=== Supplied information ===
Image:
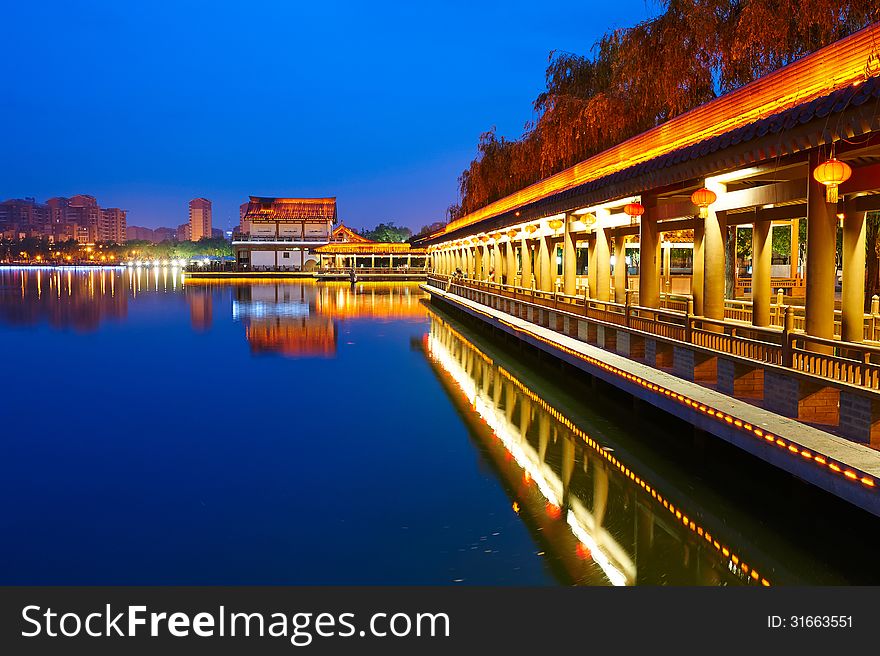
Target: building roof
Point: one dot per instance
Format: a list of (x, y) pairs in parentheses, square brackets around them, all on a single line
[(343, 233), (829, 82), (261, 208), (369, 248)]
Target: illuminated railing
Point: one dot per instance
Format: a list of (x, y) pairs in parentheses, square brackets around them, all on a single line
[(402, 270), (835, 66), (831, 360)]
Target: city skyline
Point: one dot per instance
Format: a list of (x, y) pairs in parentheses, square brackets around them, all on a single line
[(160, 140)]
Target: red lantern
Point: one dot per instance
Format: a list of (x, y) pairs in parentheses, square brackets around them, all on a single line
[(634, 210), (832, 173), (702, 198)]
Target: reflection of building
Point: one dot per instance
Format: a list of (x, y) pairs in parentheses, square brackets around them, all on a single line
[(282, 233), (283, 319), (299, 318), (199, 219), (200, 307), (601, 521)]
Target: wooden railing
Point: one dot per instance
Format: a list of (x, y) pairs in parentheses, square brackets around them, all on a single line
[(793, 284), (785, 345)]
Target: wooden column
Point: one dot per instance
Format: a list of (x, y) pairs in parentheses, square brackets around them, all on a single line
[(511, 262), (852, 327), (619, 269), (545, 278), (761, 251), (486, 264), (569, 259), (591, 265), (698, 279), (715, 229), (649, 256), (603, 266), (821, 265), (526, 257), (500, 263)]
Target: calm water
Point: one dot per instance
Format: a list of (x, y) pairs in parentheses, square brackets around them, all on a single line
[(157, 431)]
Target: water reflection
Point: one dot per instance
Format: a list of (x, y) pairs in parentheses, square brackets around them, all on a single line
[(300, 319), (601, 521), (62, 298)]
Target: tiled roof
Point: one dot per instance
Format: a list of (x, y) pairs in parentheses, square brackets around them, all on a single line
[(712, 155), (295, 209)]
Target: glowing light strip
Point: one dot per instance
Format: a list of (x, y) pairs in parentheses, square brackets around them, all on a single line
[(677, 513), (789, 446), (833, 67), (484, 410)]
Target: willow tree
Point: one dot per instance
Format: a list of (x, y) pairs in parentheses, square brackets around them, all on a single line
[(639, 77)]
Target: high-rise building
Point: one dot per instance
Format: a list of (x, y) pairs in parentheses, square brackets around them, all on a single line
[(244, 226), (24, 216), (199, 218), (60, 219), (112, 226)]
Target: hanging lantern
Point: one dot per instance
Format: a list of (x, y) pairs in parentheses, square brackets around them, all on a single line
[(634, 210), (831, 173), (702, 198)]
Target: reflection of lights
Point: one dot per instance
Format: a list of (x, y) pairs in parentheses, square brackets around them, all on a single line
[(734, 562), (265, 309), (614, 575), (489, 414)]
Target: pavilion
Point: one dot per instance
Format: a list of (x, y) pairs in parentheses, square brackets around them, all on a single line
[(755, 153), (347, 249), (799, 147)]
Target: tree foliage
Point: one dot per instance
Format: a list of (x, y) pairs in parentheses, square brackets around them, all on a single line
[(388, 232), (639, 77)]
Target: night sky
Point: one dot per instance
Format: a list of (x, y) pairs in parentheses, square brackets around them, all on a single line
[(146, 105)]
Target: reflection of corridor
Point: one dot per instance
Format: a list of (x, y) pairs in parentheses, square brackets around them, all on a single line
[(299, 319), (600, 522)]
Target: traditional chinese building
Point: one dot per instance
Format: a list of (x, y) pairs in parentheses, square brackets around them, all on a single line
[(347, 249), (283, 233)]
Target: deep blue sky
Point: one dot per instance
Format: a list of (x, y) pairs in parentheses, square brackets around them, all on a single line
[(148, 104)]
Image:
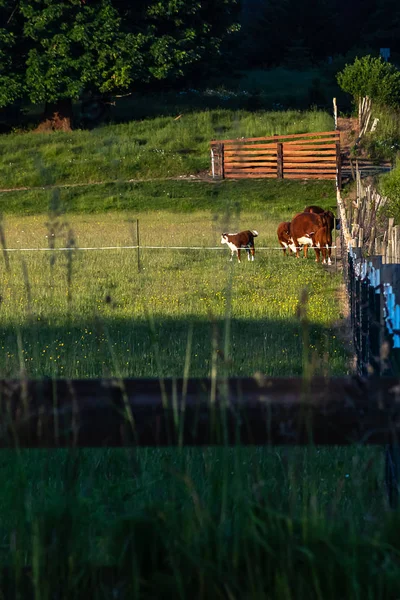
===
*Prompt*:
In the records above, find every line with the word "water" and copy it.

*Solution to this exercise*:
Target: calm water
Target: water reflection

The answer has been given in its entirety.